*STATED GOAL 1*. Reproduce word for word the part of the passage on wind power costs that opens with the words containing "- Far from falling, the actual" and closes with "of future costs.".

*SOURCE EXCERPT*.

↓

Incredible though it may seem, none of this is true. Neither offshore nor onshore wind has become cheaper; indeed, both have become more expensive over the last two decades.
How do we know this? Because one of us, Gordon Hughes, has compiled data from audited accounts on the capital and operating costs of 350 onshore and offshore wind farms in the United Kingdom, a set which covers the majority of the larger wind farms (> 10 MW capacity) built and commissioned between 2002 and 2019. It is the largest study of its kind to date and will be published shortly by the charity Renewable Energy Foundation, which John Constable directs.
In summary, analysis of the data reveals unequivocal findings:
- The actual costs of onshore and offshore wind generation have not fallen significantly over the last two decades and there is little prospect that they will fall in the next five or even ten years.
- While some of the components which feed into the calculation of costs have fallen, the overall costs have not. For example, the weighted return for investors and lenders has declined sharply, especially for offshore wind, because of a fall in perceived risk. In addition, the average output per MW of new capacity may have increased, particularly for offshore turbines. However, these gains have been offset by higher operating and maintenance costs (O&M).
- Far from falling, the actual capital costs per MW of capacity to build new wind farms increased substantially from 2002 to about 2015 and have, at best, remained constant since then. Reports of the costs of building new offshore wind farms in the early 2020s imply that their costs may fall by 2025, but such reports are consistently unreliable as well as being incomplete. Final costs tend to be significantly higher, so little weight can be attached to forecasts of future costs.
- Far from falling, the operating costs per MW of new capacity have increased significantly for both onshore and offshore wind farms over the last two decades. In addition, operating costs for existing wind farms tend to grow even more rapidly as they age. The increase for new capacity seems to be due to the shift to sites that are more remote or difficult to service. Much of the increase with age is due to the frequency of equipment failures and the need for preventative maintenance, both of which are strongly associated with the adoption of new generations of larger turbines – both onshore and offshore.
- Turbine manufacturers and wind operators appear to be relying on an increase in load factors (a measure of the generator’s energy productivity) via (i) an increase in hub heights to take advantage of higher wind speeds, and (ii) changes in the engineering balance between blade area and generator capacity. However, the inferior reliability of new turbine generations leads to a more rapid decline in performance with age, so that the ultimate effect on average performance over the lifetime of new turbines is not clear.
- The combination of increasing operating and maintenance costs with the decline in yields due to ageing means that at current market prices the expected revenues from electricity generation will be less than expected operating costs after the expiry of contracts guaranteeing above-market prices. The length of these contracts has been reduced, implying a need to recover capital costs over a shorter economic life which pushes up the effective capital charge.
There is an important corollary to these findings. The current set of offshore projects being constructed and planned in North Western Europe are closely akin to speculative property development. They are high risk projects that will only be able to repay lenders and offer a return to equity investors if the average wholesale market prices of power rise to at least three to four times their current level throughout North West Europe. Such a price surge would require either a large and permanent increase in the market price of gas, which experience suggests is very unlikely, or carbon taxation at 8 to 10 times current levels, rising to at least €200 per tonne of carbon dioxide at 2018 prices in 2030. Such a tax would place a heavy burden on the rest of the economy.

↑

*STATED GOAL 2*. Write out the rows from the first line through the line containing "[(114, 200)]", keeping every line of them but raising each coordinate in the answers by 24.

*RECORD SET*.
↓

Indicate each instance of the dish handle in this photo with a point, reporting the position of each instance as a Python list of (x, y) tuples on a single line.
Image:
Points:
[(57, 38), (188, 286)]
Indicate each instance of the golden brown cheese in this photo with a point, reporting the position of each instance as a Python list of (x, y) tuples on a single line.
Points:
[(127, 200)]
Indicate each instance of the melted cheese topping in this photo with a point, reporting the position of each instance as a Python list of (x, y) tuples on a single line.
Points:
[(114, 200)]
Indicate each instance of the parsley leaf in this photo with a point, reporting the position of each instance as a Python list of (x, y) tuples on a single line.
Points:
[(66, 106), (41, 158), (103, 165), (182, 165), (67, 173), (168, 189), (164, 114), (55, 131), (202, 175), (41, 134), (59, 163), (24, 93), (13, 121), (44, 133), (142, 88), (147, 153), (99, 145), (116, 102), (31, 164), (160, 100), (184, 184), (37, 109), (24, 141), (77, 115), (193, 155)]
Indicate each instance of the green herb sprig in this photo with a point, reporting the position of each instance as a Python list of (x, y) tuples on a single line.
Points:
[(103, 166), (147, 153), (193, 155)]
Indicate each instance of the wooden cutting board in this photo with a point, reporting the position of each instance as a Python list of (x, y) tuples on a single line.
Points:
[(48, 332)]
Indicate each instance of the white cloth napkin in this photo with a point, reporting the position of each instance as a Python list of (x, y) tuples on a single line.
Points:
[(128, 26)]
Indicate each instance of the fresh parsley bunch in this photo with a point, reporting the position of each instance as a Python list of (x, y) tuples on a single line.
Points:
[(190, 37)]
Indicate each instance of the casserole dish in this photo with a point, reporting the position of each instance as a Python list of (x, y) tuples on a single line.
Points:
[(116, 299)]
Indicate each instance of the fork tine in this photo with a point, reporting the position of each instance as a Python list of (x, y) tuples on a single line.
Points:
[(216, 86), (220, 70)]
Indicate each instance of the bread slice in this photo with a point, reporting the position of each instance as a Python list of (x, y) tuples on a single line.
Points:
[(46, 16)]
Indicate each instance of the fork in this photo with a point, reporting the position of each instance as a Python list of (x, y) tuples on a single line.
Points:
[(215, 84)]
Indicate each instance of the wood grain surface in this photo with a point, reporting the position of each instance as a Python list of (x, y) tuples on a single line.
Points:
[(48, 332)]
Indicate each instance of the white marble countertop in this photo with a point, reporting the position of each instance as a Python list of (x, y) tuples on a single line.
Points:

↑

*REPLY 1*.
- Far from falling, the actual capital costs per MW of capacity to build new wind farms increased substantially from 2002 to about 2015 and have, at best, remained constant since then. Reports of the costs of building new offshore wind farms in the early 2020s imply that their costs may fall by 2025, but such reports are consistently unreliable as well as being incomplete. Final costs tend to be significantly higher, so little weight can be attached to forecasts of future costs.

*REPLY 2*.
Indicate each instance of the dish handle in this photo with a point, reporting the position of each instance as a Python list of (x, y) tuples on a single line.
Image:
Points:
[(81, 62), (212, 310)]
Indicate each instance of the golden brown cheese in this photo with a point, reporting the position of each instance as a Python list of (x, y) tuples on a single line.
Points:
[(151, 224)]
Indicate each instance of the melted cheese topping in this photo with a point, reporting the position of each instance as a Python list of (x, y) tuples on a single line.
Points:
[(138, 224)]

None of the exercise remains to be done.